▸ **Task directions**
Copy the passage of the article on the Aden airstrike that begins with "The US has also" and ends with "end of March.".

▸ **Extract**
○ ○ ○

A Saudi-led coalition airstrike on a suburb of the southern port city of Aden killed more than 45 civilians on Monday. The deadly attack on a livestock market in the town of Foyoush also injured 50 civilians.
The bombing, carried out by US-backed coalition fighter jets, left behind a scene of bloody carnage. “I came right after the explosion and saw dozens of dead strewn about and a sea of blood, while the wounded were being evacuated to nearby hospitals,” Abu-Ali al-Azibi told the Associated Press. “(There was) blood from people mixed with that of the sheep and other livestock at the market.”
The Saudi-led campaign of airstrikes against Houthi rebels and allied forces, code named Operation Restoring Hope, is now in its fourth month. The Saudi-led coalition, which includes the monarchies of Jordan, Morocco, the United Arab Emirates, Bahrain, Qatar, Kuwait and the military dictatorship in Egypt, has deployed fighter jets and bombs provided by the US, including illegal cluster munitions, since the end of March in its ruthless assault on the population of Yemen.
The US has also been providing Saudi Arabia with logistical support as well as intelligence, establishing a command center in Riyadh staffed by Saudi and US military officers. The US is also facilitating the assault by refueling fighter jets after bombing runs and providing lists of targets to be bombed. The World Health Organization conservatively estimates that more than 3,000 people-the majority of them civilians- have been killed, and another 14,000 wounded since Saudi-led airstrikes began at the end of March.
The Houthis, with the support of military forces loyal to former dictator Ali Abdullah Saleh, have taken control of most of Yemen’s western provinces. Saudi Arabia is seeking to weaken the Houthis and forces loyal to Saleh in order to reinstate President Abd Rabbuh Mansour Hadi, who was forced to flee Yemen for Riyadh by a Houthi advance on Aden in March.
Ceasefire negotiations between Saudi Arabia, Hadi supporters and Houthi representatives fell apart last month in acrimony. A Hadi representative said on Wednesday that he saw the possibility of a humanitarian ceasefire to begin on July 17 and to coincide with the three-day holiday of Eid al-Fitr. “We are now in consultations for guarantees to ensure the success of the truce,” Rajeh Badi, a Hadi spokesman, told Reuters. A previous so-called humanitarian pause in May allowed for some supplies to enter the country but did little to ease the crisis.
Monday’s attack followed a coalition airstrike on the Aahem market in the northern Hajjah province that killed as many as 30 civilians and wounded an as yet unknown number of others. Houthi rebels responded to Sunday’s attack by firing rockets against Saudi military targets across the border, including a military airport in the Saudi city of Najran.
Other airstrikes on Sunday destroyed the headquarters of Saleh’s General People’s Congress party in the capital city of Sanaa. Bombs also rained down on residential neighborhoods in the city reportedly targeting Houthi supporters as well as the home of one of Saleh’s relatives.

○ ○ ○

▸ **Data shown**
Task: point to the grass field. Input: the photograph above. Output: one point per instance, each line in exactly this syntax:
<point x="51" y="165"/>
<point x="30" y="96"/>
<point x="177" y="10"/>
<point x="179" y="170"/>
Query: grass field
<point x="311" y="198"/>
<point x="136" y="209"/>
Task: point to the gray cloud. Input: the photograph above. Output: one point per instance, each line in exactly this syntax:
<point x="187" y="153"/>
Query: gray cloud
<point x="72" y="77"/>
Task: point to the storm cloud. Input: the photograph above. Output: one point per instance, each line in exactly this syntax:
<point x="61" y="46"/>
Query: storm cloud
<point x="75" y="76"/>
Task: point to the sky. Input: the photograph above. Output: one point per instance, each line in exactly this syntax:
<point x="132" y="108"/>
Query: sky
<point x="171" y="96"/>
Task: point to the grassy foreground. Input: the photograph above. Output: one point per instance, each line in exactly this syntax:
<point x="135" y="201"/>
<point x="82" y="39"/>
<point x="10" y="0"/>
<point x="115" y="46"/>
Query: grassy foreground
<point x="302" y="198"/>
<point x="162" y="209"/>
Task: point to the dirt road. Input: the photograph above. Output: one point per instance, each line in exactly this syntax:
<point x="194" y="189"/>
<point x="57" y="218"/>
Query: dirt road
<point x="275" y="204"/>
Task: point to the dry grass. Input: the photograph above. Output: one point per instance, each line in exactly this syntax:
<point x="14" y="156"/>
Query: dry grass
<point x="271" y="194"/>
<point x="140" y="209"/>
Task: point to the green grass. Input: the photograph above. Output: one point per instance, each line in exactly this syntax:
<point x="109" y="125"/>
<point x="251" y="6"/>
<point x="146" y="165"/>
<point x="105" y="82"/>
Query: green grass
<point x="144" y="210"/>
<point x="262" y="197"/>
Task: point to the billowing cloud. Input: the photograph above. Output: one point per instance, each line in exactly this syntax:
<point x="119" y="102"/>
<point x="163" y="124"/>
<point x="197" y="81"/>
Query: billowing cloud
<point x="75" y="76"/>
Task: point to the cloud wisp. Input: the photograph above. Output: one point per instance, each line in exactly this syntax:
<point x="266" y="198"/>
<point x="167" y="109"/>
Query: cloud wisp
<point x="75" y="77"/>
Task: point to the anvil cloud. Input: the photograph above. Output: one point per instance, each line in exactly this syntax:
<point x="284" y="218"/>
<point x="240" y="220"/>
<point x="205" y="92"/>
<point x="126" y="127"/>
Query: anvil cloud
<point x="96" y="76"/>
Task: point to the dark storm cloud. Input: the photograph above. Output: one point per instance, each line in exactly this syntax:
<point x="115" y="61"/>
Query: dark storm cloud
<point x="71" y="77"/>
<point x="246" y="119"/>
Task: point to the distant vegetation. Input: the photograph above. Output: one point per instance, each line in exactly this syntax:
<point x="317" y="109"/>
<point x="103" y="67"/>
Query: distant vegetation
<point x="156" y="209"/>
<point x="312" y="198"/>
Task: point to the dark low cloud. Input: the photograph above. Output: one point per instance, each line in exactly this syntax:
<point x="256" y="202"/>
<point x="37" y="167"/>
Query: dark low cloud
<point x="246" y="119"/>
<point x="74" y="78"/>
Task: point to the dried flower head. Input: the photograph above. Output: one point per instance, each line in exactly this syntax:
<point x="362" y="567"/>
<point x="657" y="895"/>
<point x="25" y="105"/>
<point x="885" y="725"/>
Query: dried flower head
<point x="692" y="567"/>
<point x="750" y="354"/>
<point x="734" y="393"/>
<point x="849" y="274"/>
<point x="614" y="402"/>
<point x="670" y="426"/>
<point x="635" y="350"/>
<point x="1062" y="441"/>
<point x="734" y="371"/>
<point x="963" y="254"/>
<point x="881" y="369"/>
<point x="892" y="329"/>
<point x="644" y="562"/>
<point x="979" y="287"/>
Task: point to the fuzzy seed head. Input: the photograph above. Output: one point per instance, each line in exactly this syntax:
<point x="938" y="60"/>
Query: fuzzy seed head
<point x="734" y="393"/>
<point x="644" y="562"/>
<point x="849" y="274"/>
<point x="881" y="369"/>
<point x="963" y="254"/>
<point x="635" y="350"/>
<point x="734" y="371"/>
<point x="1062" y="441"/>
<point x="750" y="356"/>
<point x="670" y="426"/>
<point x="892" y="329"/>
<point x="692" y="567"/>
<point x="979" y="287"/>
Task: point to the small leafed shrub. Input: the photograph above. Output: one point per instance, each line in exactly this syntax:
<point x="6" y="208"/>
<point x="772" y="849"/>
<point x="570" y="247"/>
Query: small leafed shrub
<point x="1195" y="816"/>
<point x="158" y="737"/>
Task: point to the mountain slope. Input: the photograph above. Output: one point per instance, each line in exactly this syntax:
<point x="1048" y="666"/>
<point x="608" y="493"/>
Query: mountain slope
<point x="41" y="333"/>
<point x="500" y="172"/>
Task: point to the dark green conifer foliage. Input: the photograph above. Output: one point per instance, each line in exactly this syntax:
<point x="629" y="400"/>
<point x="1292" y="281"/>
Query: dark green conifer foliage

○ ○ ○

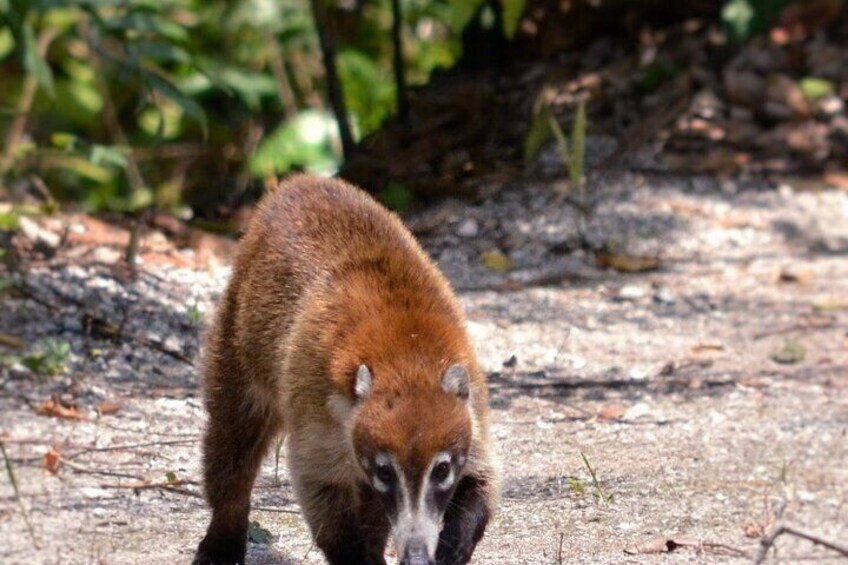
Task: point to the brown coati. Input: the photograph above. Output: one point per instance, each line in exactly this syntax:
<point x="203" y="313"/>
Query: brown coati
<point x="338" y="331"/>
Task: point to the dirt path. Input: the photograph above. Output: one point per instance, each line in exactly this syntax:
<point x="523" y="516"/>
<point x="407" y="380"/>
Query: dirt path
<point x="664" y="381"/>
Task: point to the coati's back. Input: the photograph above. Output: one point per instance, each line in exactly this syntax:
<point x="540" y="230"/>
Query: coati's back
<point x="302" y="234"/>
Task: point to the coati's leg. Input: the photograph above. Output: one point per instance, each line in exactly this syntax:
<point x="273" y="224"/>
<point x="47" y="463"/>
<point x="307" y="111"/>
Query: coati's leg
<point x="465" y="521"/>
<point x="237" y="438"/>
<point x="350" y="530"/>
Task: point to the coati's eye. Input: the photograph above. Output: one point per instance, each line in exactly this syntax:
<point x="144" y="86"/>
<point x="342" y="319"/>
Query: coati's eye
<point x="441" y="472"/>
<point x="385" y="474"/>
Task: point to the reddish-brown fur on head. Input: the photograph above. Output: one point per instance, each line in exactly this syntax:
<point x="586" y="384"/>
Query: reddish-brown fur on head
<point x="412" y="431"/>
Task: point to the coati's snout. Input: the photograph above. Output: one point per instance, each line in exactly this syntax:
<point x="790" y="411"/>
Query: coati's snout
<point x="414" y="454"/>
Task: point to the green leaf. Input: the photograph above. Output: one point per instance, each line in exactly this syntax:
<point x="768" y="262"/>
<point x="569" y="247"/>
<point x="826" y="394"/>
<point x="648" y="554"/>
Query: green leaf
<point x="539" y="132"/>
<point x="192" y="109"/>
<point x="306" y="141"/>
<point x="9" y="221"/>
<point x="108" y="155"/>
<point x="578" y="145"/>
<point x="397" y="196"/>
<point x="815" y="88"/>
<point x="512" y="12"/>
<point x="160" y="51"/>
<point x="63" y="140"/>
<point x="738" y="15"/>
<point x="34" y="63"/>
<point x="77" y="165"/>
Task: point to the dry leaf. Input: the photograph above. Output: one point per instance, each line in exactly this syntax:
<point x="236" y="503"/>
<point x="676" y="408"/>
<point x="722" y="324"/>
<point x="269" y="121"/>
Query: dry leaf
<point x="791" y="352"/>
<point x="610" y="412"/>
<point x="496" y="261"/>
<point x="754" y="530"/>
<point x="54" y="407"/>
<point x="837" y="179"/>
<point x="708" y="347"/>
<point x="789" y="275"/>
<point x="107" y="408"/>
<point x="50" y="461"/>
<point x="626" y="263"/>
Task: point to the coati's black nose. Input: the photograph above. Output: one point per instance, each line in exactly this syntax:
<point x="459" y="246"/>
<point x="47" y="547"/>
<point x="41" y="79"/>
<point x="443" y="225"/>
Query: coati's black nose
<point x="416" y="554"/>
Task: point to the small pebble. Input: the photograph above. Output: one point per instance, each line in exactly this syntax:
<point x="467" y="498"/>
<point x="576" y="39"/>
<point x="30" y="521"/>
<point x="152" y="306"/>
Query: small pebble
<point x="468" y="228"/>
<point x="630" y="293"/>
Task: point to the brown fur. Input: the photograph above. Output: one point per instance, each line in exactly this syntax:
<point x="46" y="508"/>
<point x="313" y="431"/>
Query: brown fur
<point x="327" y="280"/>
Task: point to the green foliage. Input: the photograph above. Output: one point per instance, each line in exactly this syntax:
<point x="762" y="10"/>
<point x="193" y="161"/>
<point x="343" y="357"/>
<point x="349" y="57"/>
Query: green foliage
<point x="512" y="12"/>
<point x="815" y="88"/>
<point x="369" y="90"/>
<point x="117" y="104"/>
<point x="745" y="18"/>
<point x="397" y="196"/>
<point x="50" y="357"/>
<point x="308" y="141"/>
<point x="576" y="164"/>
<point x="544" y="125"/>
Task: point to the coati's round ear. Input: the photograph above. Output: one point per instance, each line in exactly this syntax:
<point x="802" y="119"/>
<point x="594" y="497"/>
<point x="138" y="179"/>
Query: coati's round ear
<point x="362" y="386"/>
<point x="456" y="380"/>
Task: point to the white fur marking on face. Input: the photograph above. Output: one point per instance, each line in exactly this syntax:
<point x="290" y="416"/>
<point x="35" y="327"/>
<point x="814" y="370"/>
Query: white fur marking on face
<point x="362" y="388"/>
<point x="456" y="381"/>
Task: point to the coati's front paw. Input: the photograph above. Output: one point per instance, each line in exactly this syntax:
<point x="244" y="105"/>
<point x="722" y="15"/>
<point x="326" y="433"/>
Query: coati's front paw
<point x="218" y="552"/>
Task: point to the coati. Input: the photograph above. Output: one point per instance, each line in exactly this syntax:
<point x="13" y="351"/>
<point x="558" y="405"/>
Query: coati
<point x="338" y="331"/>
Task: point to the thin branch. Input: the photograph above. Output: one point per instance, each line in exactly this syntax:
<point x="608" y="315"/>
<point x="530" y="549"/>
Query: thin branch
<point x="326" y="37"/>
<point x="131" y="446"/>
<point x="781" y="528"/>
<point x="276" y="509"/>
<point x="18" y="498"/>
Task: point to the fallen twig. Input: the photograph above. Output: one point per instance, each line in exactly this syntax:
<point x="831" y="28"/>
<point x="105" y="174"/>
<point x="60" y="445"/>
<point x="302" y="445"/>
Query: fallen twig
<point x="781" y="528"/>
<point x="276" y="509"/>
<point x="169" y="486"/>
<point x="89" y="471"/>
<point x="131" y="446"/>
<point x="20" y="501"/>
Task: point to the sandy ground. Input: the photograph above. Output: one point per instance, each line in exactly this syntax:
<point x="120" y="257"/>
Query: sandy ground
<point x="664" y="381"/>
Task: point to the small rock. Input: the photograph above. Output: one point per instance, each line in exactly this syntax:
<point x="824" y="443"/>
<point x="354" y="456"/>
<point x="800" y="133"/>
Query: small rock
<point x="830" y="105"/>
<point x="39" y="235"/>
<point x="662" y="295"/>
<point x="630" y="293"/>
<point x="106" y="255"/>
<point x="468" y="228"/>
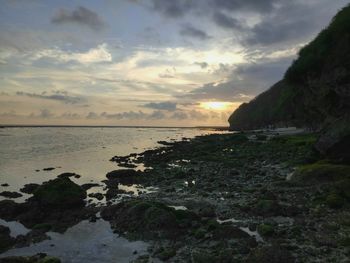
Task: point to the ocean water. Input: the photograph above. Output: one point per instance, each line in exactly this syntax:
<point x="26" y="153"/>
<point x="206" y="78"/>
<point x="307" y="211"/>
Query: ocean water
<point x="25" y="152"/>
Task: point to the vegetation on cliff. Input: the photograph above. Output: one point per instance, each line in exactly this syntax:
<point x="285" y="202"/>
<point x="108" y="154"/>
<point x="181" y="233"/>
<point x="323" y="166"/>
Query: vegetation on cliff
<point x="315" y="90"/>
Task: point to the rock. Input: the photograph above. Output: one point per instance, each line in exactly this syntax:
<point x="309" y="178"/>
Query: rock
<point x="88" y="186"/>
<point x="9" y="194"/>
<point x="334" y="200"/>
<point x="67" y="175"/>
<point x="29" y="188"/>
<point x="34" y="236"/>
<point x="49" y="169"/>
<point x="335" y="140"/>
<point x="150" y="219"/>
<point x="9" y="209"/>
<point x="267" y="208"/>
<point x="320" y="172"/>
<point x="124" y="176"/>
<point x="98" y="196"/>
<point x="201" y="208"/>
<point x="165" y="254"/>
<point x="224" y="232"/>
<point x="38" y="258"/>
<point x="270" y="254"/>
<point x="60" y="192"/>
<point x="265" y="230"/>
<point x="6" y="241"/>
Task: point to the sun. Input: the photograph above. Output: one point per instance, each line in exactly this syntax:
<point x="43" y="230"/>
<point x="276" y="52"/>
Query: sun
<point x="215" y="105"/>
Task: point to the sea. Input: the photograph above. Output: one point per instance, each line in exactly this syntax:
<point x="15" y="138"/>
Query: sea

○ ○ ○

▸ **Result for this task**
The US has also been providing Saudi Arabia with logistical support as well as intelligence, establishing a command center in Riyadh staffed by Saudi and US military officers. The US is also facilitating the assault by refueling fighter jets after bombing runs and providing lists of targets to be bombed. The World Health Organization conservatively estimates that more than 3,000 people-the majority of them civilians- have been killed, and another 14,000 wounded since Saudi-led airstrikes began at the end of March.